» DESCRIPTION OF THE TASK
Find every line with the string "background" in the material below and copy it.

Start of THE INPUT

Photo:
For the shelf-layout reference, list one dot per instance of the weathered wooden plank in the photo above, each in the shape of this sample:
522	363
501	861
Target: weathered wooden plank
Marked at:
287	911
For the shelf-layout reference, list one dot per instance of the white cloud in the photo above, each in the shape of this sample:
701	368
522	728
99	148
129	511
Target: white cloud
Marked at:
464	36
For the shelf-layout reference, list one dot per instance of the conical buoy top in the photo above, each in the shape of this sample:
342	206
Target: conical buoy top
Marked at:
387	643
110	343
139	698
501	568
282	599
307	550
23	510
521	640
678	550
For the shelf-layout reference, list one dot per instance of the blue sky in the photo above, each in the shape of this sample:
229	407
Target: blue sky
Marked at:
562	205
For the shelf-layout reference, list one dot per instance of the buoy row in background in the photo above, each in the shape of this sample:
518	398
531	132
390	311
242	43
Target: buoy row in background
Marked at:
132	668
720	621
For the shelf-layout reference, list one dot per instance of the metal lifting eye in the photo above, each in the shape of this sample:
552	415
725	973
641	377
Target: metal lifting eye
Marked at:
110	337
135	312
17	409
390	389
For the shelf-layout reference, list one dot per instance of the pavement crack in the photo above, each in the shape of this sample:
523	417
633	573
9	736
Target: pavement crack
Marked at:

End of THE INPUT

» TASK SOLUTION
For the shelf-layout reference, list one dot per instance of the buoy row in background in the photo above, each in the shape of this sample:
Target: buoy row in background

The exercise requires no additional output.